**Requirements**:
Lay out every line of the rows below as a JSON list of strings, one string per line, leaving out blank lines.

[Records from a data source]
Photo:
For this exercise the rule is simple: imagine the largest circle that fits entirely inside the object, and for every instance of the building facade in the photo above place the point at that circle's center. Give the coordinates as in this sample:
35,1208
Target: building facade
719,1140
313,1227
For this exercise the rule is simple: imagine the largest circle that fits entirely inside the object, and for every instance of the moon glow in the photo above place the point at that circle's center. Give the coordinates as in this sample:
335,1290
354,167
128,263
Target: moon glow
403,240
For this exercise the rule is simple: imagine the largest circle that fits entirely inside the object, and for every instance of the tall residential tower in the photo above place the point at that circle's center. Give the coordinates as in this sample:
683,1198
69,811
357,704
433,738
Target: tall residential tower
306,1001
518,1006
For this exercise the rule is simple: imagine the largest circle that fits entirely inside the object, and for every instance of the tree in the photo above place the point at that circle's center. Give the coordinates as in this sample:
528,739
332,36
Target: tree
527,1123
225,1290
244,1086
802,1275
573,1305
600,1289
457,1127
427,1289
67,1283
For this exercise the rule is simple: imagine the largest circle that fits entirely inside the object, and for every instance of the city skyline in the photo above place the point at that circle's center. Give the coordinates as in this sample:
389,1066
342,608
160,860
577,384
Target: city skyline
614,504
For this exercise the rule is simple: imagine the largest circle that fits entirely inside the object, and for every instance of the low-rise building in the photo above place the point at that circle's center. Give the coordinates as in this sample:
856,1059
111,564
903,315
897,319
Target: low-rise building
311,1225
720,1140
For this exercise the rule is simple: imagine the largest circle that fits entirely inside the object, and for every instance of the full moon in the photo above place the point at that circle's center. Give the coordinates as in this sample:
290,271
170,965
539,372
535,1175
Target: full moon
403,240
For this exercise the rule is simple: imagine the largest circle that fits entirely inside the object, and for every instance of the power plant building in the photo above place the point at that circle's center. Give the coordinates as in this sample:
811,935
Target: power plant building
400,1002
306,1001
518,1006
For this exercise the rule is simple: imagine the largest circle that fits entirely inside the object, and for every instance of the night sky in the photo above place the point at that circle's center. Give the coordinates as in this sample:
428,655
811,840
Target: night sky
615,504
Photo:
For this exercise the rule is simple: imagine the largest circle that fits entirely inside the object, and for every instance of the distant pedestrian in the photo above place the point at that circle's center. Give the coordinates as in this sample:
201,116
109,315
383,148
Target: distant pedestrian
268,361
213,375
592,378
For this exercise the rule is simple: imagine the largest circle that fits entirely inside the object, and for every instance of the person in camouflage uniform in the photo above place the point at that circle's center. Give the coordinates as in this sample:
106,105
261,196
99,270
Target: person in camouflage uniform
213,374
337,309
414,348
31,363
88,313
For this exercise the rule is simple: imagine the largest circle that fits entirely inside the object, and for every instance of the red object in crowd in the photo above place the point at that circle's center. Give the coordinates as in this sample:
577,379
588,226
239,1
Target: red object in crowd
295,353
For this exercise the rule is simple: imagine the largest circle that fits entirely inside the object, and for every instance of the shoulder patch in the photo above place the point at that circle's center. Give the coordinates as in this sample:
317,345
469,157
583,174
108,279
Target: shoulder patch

**Solution**:
[
  "Photo:",
  "For this exercise the rule is simple: imagine the largest circle that fits entirely inside the object, and for every instance of the building facade in the photo above place the point at that circle's center. Give the coordinates as in this sample:",
  "35,1208",
  "Target: building facade",
  "719,1140",
  "313,1227",
  "For this exercise the rule is simple: imagine the largest circle that fits entirely inside the object, and for every instance of the moon glow in the photo above place the point at that circle's center. Give the coordinates as in this sample:",
  "335,1290",
  "354,167",
  "128,263",
  "Target: moon glow",
  "403,240",
  "For this exercise the rule is simple: imagine the largest circle that fits entirely inside the object, and for every instance of the tall residential tower in the photo above place the point at that circle's center. Give the coordinates as in this sample:",
  "683,1198",
  "69,811",
  "357,704",
  "433,738",
  "Target: tall residential tower",
  "306,1001",
  "518,1006",
  "For this exercise the rule is simple: imagine the largest circle that fits entirely inside the object, and for every instance of the tree in the photo above place the point at that circle's center. Give the coordinates as in this sample:",
  "528,739",
  "332,36",
  "Target: tree",
  "527,1123",
  "225,1290",
  "244,1086",
  "802,1275",
  "573,1305",
  "600,1289",
  "457,1127",
  "427,1289",
  "67,1283",
  "For this exercise the rule is simple: imagine the largest circle that fits entirely inside the object, and for every instance of the city skyline in the photo above place the point at that circle's center. Give the coordinates as in this sample:",
  "389,1066",
  "342,608",
  "160,860",
  "577,384",
  "Target: city skyline",
  "614,504",
  "For this exercise the rule is simple: imagine the largest circle that fits entirely inside the object, and for every instance of the low-rise building in the photo above place the point at that circle's center. Give the coordinates as in this sample:",
  "856,1059",
  "111,564",
  "903,315",
  "897,319",
  "Target: low-rise building",
  "311,1225",
  "720,1140",
  "For this exercise the rule is simple: imagine the largest circle that fits entirely inside the object, and for every instance of the full moon in the photo above place the point at that circle's center. Give the coordinates as in this sample:",
  "290,271",
  "170,965",
  "539,372",
  "535,1175",
  "Target: full moon",
  "403,240",
  "For this exercise the rule is simple: imagine the largest circle that fits entirely inside the object, and for every instance of the power plant building in the photo above place the point at that circle's center. Give the coordinates as in this sample:",
  "811,935",
  "Target: power plant building",
  "400,1002",
  "306,1001",
  "518,1006",
  "For this exercise the rule is simple: imagine the largest circle that fits entirely inside the object, and for every instance of the night sky in the photo above place the point at that circle's center. Give the coordinates as in this sample:",
  "428,655",
  "811,840",
  "Target: night sky",
  "615,504",
  "Photo:",
  "For this exercise the rule is simple: imagine the largest circle that fits entirely inside the object, and for every instance of the distant pedestrian in the photo above place the point at that circle's center. Give the coordinates as in this sample:",
  "201,116",
  "109,315",
  "383,148",
  "Target: distant pedestrian",
  "268,361",
  "213,375",
  "592,378",
  "For this exercise the rule is simple: imagine the largest circle that fits entirely inside the object, and for every instance of the person in camouflage uniform in the photo above place the point at that circle's center. Give the coordinates as in this sample:",
  "106,105",
  "261,196",
  "99,270",
  "Target: person in camouflage uniform",
  "213,374",
  "337,309",
  "414,348",
  "31,363",
  "88,313",
  "For this exercise the rule is simple: imagine the largest circle that fits entirely inside the object, and for every instance of the red object in crowd in the photo above place the point at that circle's center. Give the coordinates as in this sample:",
  "577,379",
  "588,226",
  "239,1",
  "Target: red object in crowd",
  "295,353",
  "For this exercise the rule is simple: imagine the largest circle that fits entirely inside the object, and for every instance of the shoulder patch in the photo above place the point at that circle's center. Give the coordinates as in this sample:",
  "317,345",
  "469,157",
  "583,174",
  "108,279",
  "Target: shoulder patch"
]